• _Exercise directions_
Write out, unchanged, the lines of the data below from the line with "As a warehouse robot's perception module, locate tall" to the line with "791, 280, 800, 361", including both of those lines and nothing else.

• _Supplied entries_

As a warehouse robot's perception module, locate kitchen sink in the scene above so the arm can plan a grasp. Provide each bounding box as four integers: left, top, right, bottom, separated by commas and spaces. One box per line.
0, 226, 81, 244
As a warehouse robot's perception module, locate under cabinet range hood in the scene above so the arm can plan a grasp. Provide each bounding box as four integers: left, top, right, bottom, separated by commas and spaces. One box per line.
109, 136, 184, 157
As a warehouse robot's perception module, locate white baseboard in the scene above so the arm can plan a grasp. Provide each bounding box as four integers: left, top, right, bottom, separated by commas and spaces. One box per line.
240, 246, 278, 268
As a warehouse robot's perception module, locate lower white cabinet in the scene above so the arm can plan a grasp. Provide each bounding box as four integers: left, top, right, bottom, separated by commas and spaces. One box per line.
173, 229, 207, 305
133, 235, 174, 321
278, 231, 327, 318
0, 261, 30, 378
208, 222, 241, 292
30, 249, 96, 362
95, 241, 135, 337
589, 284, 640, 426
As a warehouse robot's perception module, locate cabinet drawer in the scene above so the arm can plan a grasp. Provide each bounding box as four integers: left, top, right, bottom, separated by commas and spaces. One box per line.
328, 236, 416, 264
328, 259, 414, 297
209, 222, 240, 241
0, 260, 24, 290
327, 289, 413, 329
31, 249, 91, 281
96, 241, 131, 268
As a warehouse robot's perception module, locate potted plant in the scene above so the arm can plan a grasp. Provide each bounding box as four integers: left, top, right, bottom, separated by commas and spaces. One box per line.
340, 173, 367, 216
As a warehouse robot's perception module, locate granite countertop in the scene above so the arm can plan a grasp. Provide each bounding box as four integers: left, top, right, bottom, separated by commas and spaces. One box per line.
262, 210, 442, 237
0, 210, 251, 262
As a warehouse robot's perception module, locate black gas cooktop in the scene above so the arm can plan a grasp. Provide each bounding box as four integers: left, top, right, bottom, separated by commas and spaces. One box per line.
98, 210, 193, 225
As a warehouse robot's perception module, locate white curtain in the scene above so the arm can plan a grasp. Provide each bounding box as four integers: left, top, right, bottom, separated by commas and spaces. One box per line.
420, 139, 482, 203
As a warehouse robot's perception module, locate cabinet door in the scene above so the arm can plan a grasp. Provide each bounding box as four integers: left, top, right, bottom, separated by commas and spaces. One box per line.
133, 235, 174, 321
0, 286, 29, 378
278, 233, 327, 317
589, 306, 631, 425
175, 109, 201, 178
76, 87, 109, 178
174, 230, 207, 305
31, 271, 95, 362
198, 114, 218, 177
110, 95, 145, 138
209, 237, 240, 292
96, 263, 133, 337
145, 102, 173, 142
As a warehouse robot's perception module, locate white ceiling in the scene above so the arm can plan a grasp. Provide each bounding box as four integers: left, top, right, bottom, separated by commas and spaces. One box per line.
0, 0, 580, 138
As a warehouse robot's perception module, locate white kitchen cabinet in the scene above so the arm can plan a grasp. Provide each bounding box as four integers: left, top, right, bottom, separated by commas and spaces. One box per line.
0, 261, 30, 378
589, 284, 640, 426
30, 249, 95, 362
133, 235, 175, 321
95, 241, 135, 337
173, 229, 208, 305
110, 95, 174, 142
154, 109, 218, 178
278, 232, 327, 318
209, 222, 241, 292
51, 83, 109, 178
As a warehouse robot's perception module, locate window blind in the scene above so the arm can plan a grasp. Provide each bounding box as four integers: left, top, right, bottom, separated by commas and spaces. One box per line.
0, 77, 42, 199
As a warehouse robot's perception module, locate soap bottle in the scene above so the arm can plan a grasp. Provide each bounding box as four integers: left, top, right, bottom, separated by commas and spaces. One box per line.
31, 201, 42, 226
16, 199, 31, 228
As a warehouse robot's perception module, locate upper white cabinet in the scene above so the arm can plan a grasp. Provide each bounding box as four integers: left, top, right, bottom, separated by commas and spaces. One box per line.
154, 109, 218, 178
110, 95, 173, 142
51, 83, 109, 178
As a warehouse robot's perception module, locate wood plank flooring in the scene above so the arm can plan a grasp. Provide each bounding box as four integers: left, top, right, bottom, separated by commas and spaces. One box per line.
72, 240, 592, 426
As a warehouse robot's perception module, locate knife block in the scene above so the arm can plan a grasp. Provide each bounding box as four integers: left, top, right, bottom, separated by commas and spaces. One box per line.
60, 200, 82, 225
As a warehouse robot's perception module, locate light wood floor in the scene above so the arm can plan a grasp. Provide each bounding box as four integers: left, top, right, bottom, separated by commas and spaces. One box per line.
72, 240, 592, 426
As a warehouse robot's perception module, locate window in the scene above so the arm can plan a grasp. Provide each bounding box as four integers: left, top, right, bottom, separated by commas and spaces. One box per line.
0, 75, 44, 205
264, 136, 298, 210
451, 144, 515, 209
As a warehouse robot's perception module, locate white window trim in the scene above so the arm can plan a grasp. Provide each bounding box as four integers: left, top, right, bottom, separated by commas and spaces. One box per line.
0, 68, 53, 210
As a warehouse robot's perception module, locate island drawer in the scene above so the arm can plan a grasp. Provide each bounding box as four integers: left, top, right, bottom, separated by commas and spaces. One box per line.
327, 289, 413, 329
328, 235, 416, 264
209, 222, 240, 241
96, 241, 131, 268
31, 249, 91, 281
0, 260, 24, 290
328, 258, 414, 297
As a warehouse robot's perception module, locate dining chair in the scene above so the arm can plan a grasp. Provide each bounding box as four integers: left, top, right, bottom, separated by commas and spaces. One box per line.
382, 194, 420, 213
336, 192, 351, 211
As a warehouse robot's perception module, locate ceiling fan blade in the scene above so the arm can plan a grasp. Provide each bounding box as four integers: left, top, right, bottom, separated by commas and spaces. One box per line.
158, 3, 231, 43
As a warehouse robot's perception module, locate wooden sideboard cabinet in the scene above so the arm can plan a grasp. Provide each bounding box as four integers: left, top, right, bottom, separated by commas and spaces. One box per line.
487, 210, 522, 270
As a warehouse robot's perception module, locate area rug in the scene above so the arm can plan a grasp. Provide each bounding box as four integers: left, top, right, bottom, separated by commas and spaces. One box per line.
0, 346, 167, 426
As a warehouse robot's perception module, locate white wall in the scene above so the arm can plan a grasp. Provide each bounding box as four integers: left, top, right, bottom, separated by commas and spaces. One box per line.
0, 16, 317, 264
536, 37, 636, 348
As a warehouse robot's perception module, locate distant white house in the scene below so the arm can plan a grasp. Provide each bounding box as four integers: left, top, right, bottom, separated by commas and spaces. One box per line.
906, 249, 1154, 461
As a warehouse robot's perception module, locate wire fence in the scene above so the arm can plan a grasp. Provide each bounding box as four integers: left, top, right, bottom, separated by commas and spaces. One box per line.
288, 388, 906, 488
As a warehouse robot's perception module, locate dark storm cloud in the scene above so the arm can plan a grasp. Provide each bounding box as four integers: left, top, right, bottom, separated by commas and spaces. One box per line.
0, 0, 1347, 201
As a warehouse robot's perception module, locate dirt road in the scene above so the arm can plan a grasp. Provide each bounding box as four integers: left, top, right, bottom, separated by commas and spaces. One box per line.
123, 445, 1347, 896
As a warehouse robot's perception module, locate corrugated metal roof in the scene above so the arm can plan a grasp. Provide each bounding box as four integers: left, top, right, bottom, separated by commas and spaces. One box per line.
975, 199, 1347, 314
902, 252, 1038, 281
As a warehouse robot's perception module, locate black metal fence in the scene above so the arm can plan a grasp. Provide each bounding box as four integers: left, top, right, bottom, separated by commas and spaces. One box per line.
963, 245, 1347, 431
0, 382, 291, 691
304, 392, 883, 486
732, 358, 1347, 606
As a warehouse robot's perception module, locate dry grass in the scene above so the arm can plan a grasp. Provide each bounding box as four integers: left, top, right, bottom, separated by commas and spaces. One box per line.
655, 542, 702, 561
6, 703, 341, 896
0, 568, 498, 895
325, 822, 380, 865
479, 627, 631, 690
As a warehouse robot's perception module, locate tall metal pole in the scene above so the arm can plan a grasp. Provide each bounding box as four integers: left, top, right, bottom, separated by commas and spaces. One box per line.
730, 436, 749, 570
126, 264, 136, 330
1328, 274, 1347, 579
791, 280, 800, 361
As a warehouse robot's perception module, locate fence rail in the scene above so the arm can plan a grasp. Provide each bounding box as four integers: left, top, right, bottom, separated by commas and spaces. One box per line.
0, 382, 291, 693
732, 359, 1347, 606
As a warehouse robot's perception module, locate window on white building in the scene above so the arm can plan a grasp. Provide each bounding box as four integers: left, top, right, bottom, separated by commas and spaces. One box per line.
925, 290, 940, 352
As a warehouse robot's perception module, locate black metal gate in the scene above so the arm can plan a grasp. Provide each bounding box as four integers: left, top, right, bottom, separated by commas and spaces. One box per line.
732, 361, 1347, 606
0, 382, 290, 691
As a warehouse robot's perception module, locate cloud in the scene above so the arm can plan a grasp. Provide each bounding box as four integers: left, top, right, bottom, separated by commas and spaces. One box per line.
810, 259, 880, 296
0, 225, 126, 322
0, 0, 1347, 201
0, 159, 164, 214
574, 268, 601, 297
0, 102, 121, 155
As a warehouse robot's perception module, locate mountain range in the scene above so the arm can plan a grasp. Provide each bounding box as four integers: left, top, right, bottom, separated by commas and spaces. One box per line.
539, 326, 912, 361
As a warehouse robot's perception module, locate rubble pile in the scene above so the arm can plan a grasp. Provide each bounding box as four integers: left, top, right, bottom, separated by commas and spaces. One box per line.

• _Finished exercise_
As a warehouse robot's perception module, locate tall metal pole in the scene above so the arm can plan a grasp. Provide each bounding box as four integers: left, top, right, bottom, separated by commas and spaces. One box per line.
730, 436, 749, 570
126, 264, 136, 330
1328, 274, 1347, 579
791, 280, 800, 361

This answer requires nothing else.